Problem =
Copy the records that follow exactly, leaving nothing out.

Available data Block Start

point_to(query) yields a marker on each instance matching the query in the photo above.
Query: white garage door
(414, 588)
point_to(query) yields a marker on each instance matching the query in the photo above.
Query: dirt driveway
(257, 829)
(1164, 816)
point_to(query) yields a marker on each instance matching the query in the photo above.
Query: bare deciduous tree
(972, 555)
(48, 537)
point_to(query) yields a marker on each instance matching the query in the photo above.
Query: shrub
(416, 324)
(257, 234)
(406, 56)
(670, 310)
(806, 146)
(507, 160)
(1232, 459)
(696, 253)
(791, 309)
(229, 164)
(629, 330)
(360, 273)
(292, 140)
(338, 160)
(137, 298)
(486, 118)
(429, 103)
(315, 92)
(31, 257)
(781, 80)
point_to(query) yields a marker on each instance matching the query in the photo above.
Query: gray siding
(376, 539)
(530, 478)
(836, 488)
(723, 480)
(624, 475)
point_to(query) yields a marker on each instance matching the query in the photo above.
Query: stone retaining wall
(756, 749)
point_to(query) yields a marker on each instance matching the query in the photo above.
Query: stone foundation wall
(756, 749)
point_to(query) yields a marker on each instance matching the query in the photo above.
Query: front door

Available data Block End

Exercise response =
point_to(query) yields a marker on each instance matching the query in the photo above.
Query: white garage door
(414, 588)
point_to(query) yields a marker on each instance matching the query in the photo above.
Query: dirt driveway
(257, 829)
(1164, 816)
point_to(query) yields a marker on each instance matching the query in the photo above.
Query: bare deciduous tree
(972, 555)
(48, 537)
point_to(query) yields a marker on each instance matching the query in the photo above.
Query: shrub
(416, 324)
(257, 234)
(406, 56)
(670, 310)
(806, 146)
(507, 160)
(1232, 459)
(696, 253)
(791, 309)
(229, 164)
(629, 330)
(360, 273)
(292, 140)
(338, 160)
(137, 298)
(486, 118)
(429, 103)
(315, 92)
(31, 257)
(781, 80)
point_to(query) yields a marker on each instance matching the query in the photo above.
Query: gray siding
(376, 539)
(530, 478)
(836, 488)
(723, 480)
(624, 475)
point_to(query) yields a marker on each instance matching the query in the photo above.
Query: stone retaining wall
(756, 749)
point_to(query) yields a marker on each instance matching the query in the photo above.
Query: stone foundation wall
(756, 749)
point_to(query) yields a marker on each instance matching the query in the photo above.
Query: front door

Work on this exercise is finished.